Dashed lines indicate optional metrics services (enabled via COMPOSE_PROFILES=metrics).

Technology Stack

Infrastructure

Debian — host operating system
Docker — container runtime
Docker Compose — service orchestration

Networking

Caddy — reverse proxy with automatic TLS via Let's Encrypt

Application

FastAPI — Python backend framework
SQLAlchemy — ORM
Pydantic — data validation
Alembic — database migrations

Frontend

Next.js — React framework
TypeScript — type-safe frontend code

Data

PostgreSQL — primary database
Redis — caching and job queues
MinIO — S3-compatible object storage

Background Jobs

Celery — async task processing (backed by Redis)

CI/CD

GitHub Actions — automated builds and deployments

Optional Observability

Grafana — dashboards
Loki — log aggregation

GitHub as the Control Plane

Traditional PaaS platforms use a dedicated control plane:

CLI → Control plane → Kubernetes → containers

Towlion replaces this with GitHub:

GitHub repo → GitHub Actions → SSH deployment → Docker runtime

GitHub provides:

CI/CD (Actions)
Configuration storage (Secrets)
Access control (repository permissions)
Workflow orchestration (Actions workflows)

This eliminates the need for custom deployment dashboards or orchestration systems.

Multi-Application Hosting

A single server hosts multiple applications. Each application runs in its own container, sharing the core infrastructure services.

server
 ├── caddy
 ├── postgres
 ├── redis
 ├── minio
 ├── uku-app
 ├── timer-app
 └── lyrics-app

Domain Routing

Each application gets its own subdomain. Caddy routes traffic to the correct container.

- [EXERCISE SET]
- 1) Reproduce the stretch of the Towlion overview from "Traditional PaaS platforms" through "Configuration storage (Secrets)".
- 2) Answer these questions using the Towlion overview:
(a) How does Caddy obtain TLS?
(b) What service backs Celery's async task processing?
(c) Which GitHub feature handles access control?
- 3) Continue the Towlion overview from the point where it stops.

- [DATA SECTION]
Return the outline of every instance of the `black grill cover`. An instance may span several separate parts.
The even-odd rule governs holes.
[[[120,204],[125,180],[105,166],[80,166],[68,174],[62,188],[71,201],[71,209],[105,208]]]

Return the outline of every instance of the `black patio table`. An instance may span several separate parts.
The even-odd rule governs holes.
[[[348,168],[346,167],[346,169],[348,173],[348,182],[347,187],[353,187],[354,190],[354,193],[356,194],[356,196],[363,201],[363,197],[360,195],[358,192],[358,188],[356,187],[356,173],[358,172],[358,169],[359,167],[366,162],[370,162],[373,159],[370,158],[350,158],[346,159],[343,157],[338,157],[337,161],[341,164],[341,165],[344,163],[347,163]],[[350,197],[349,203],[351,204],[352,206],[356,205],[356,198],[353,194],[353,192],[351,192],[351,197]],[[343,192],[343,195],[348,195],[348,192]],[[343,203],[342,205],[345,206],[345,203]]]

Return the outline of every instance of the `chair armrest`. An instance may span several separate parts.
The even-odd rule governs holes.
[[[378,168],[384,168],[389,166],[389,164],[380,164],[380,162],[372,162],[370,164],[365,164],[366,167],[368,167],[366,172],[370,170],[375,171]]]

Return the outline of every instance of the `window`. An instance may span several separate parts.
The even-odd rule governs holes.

- [RESULTS]
- 1)
Traditional PaaS platforms use a dedicated control plane:

CLI → Control plane → Kubernetes → containers

Towlion replaces this with GitHub:

GitHub repo → GitHub Actions → SSH deployment → Docker runtime

GitHub provides:

CI/CD (Actions)
Configuration storage (Secrets)

- 2)
(a) Automatically, via Let's Encrypt.
(b) Redis.
(c) Repository permissions.

- 3)
uku.towlion.com   → uku-app container
timer.towlion.com → timer-app container
lyrics.towlion.com → lyrics-app container

Example Caddy configuration:

uku.towlion.com {
    reverse_proxy uku-app:8000
}

timer.towlion.com {
    reverse_proxy timer-app:8000
}

storage.towlion.com {
    reverse_proxy minio:9000
}

Caddy automatically provisions TLS certificates and redirects HTTP to HTTPS.

Database Strategy

A single PostgreSQL instance runs on the server. Each application uses a dedicated database for logical isolation:

uku_db
timer_db
lyrics_db

Persistent Storage

All persistent data is stored under /data on the host, ensuring data survives container redeployments.

/data
 ├── postgres          # PostgreSQL data
 ├── redis             # Redis data
 ├── minio             # Object storage
 ├── caddy/            # Caddy TLS certs and config
 │   ├── data
 │   └── config
 ├── loki              # Log aggregation data
 ├── grafana           # Dashboard data
 └── backups/postgres  # Database backups

Docker containers mount these directories as volumes.

Object Storage

MinIO provides S3-compatible object storage. Applications interact with it using the standard S3 API.

S3_ENDPOINT=https://storage.example.com
S3_BUCKET=uploads
S3_ACCESS_KEY=app_user
S3_SECRET_KEY=secret

Storage data lives at /data/minio.

Background Jobs

Asynchronous tasks are processed by Celery workers backed by Redis.

Application → Redis queue → Celery Worker

Typical use cases:

Sending transactional email
Processing file uploads
Scheduled background tasks

Workers run as separate containers.

Transactional Email

Email is sent via external providers (e.g., Postmark, Amazon SES). The application sends email through provider APIs, with delivery handled by Celery workers.

EMAIL_PROVIDER=postmark
EMAIL_API_KEY=your-api-key
EMAIL_FROM=noreply@example.com

Logging and Backups

Logging: Applications write to stdout. Container logs are captured by the Docker runtime. Optionally, logs can be aggregated with Promtail, Loki, and Grafana.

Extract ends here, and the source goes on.